[Location identification entries]
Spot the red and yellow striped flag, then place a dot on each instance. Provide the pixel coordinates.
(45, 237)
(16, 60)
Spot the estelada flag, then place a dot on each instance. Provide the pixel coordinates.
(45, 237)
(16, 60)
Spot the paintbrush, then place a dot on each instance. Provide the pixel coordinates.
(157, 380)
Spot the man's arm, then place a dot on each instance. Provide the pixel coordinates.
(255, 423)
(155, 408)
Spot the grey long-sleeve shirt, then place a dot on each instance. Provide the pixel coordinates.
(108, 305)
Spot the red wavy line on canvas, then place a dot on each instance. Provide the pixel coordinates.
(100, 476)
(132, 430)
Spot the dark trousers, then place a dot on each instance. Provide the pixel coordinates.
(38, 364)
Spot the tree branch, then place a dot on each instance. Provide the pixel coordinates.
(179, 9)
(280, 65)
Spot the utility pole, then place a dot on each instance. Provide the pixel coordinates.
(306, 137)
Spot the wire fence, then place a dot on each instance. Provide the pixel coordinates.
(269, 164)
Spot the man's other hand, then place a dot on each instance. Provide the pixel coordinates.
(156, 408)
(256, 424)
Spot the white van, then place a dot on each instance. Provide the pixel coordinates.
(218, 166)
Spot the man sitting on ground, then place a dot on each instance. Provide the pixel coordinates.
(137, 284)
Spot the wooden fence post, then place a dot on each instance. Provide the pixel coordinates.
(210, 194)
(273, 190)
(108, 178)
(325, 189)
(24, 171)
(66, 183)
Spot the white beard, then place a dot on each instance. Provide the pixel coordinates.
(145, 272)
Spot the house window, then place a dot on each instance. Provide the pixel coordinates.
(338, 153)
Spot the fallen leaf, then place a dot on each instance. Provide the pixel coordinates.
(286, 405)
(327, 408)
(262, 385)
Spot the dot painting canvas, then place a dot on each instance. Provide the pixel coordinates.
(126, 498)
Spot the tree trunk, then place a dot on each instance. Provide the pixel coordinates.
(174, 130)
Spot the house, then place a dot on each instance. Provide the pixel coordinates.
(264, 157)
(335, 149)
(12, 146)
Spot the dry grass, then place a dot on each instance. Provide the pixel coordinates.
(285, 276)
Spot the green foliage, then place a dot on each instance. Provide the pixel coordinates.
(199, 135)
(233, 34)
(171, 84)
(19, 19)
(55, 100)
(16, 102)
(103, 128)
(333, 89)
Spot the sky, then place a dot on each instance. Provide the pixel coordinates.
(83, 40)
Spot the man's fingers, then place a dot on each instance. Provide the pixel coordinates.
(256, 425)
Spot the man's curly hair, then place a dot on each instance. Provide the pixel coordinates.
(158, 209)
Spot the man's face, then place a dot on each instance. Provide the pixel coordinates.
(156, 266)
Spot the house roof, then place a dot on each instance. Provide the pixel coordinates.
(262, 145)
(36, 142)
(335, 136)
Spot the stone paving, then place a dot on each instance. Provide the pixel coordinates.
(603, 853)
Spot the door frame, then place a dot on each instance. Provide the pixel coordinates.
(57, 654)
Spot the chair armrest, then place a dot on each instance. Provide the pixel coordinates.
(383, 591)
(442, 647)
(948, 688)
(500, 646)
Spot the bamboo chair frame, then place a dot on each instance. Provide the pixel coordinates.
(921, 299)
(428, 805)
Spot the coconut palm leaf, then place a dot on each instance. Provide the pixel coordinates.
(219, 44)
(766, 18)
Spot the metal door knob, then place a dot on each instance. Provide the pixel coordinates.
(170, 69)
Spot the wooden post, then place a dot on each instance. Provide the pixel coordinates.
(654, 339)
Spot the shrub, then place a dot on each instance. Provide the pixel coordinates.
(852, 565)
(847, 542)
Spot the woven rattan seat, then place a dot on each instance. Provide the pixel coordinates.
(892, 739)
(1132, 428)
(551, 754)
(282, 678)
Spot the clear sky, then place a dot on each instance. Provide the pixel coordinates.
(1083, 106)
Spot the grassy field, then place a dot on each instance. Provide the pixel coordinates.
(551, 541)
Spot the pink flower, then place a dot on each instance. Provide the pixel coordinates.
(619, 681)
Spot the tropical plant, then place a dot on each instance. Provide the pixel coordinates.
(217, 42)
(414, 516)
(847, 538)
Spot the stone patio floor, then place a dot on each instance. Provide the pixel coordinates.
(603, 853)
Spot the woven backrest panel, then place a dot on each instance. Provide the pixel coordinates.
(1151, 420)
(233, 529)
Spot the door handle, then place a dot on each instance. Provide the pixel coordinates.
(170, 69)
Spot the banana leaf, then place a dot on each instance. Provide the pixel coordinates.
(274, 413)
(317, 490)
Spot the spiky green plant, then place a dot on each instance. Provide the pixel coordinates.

EXERCISE INSTRUCTIONS: Recopy the whole listing exactly.

ANSWER TO THIS EXERCISE:
Spot the red and yellow striped flag, then place a dot on each instance. Provide the pixel coordinates.
(45, 237)
(16, 60)
Spot the estelada flag, then place a dot on each instance. Provide the pixel coordinates.
(45, 237)
(16, 60)
Spot the paintbrush, then place a dot on each instance. Provide the pixel coordinates.
(157, 380)
Spot the man's arm, then place a dot on each instance. Provide the pixel coordinates.
(255, 423)
(155, 408)
Spot the grey long-sleeve shirt, then place a dot on each instance. Provide the pixel coordinates.
(108, 305)
Spot the red wavy line on canvas, then place a dot on each instance. Provide the pixel coordinates.
(100, 476)
(132, 430)
Spot the dark trousers, then place a dot on each instance. Provide the pixel coordinates.
(38, 364)
Spot the tree branch, then place a dot on each instance. Provide the pixel coordinates.
(179, 9)
(280, 65)
Spot the utility pole, then place a dot on each instance. Provide the pixel coordinates.
(306, 137)
Spot the wire fence, then place a dot on each instance. Provide the pixel coordinates.
(269, 164)
Spot the man's other hand, then place a dot on each instance. Provide the pixel coordinates.
(156, 408)
(256, 424)
Spot the white van, then place a dot on each instance. Provide the pixel coordinates.
(218, 166)
Spot the man sitting on ground, then place a dot on each instance. Provide the pixel coordinates.
(137, 284)
Spot the wooden fence post, then place a dot on each instance. Provide the pixel coordinates.
(210, 194)
(273, 190)
(108, 178)
(325, 189)
(24, 171)
(66, 183)
Spot the white beard, then place a dot on each instance. Provide the pixel coordinates.
(145, 272)
Spot the house window, then place a dot on each instance. Provide the pixel coordinates.
(338, 153)
Spot the fallen leaf, then place a dot on each instance. Provide the pixel coordinates.
(286, 405)
(327, 408)
(262, 385)
Spot the dot painting canvas, then place a dot on each instance. Provide the pixel coordinates.
(126, 498)
Spot the tree trunk, then place a dot on each instance. Provide the pixel coordinates.
(174, 130)
Spot the house, then place a dot on each instance. Provide the pixel coordinates.
(264, 157)
(335, 149)
(12, 146)
Spot the dry grass, then place a dot on each instance. Provide the pixel coordinates.
(285, 276)
Spot the green foliage, then place a dot on each instance. Provide the pixel coordinates.
(199, 135)
(233, 34)
(171, 84)
(19, 19)
(55, 100)
(16, 102)
(103, 128)
(333, 89)
Spot the sky, then place a dot on each instance. Provide the pixel coordinates.
(83, 40)
Spot the man's fingers, then place a dot on each instance. Provide the pixel coordinates.
(256, 425)
Spot the man's curly hair, then place a dot on each instance. Provide the pixel coordinates.
(158, 209)
Spot the man's face, then place a dot on each instance. Provide the pixel coordinates.
(156, 266)
Spot the house roof, then place a dot on each instance. Provide the pixel coordinates.
(262, 145)
(36, 142)
(335, 136)
Spot the stone paving, then place a dot on each instance. Provide the pixel coordinates.
(603, 853)
Spot the door frame, then place a dot on each instance. Provide the pixel coordinates.
(57, 654)
Spot the chair armrest, then place a dot on each instance. Provide the pixel coordinates.
(383, 591)
(442, 647)
(948, 688)
(500, 646)
Spot the bamboo chair frame, then place a dot on each instance. Provide the pixel coordinates.
(921, 299)
(428, 805)
Spot the coconut palm leaf, then place a dot on each instance. Provide the pixel coordinates.
(219, 44)
(766, 18)
Spot the metal door knob, then place a dot on each instance. Provide the pixel coordinates.
(170, 69)
Spot the wooden post, then place a dot on each instance. Provide the pixel coordinates.
(654, 339)
Spot the shrub, then place a dot on each instance. Provide the pixel coordinates.
(852, 565)
(847, 542)
Spot the woven rattan seat, then place a dot on each instance. Provide the pixel coordinates.
(892, 739)
(1132, 428)
(551, 754)
(282, 678)
Spot the clear sky, then place a dot on each instance. Provide the pixel coordinates.
(1083, 106)
Spot the grassy field, then place a dot on each instance. Provide the pixel coordinates.
(551, 541)
Spot the pink flower, then place a dot on each instance. Provide the pixel coordinates.
(619, 681)
Spot the tropical plant, then place a dot on each instance. Provide the pixel coordinates.
(217, 42)
(414, 516)
(847, 538)
Spot the stone patio floor, then place a dot on each instance. Provide the pixel coordinates.
(603, 853)
Spot the woven backrest panel, then place a dot on each instance. Provide the pixel coordinates.
(1151, 420)
(233, 529)
Spot the door handle, then place a dot on each instance. Provide the pixel coordinates.
(170, 69)
Spot the banana leaf, then place a dot on each instance. Provide the pixel coordinates.
(274, 413)
(317, 490)
Spot the spiky green plant, then place a dot on each instance. Provide the pixel coordinates.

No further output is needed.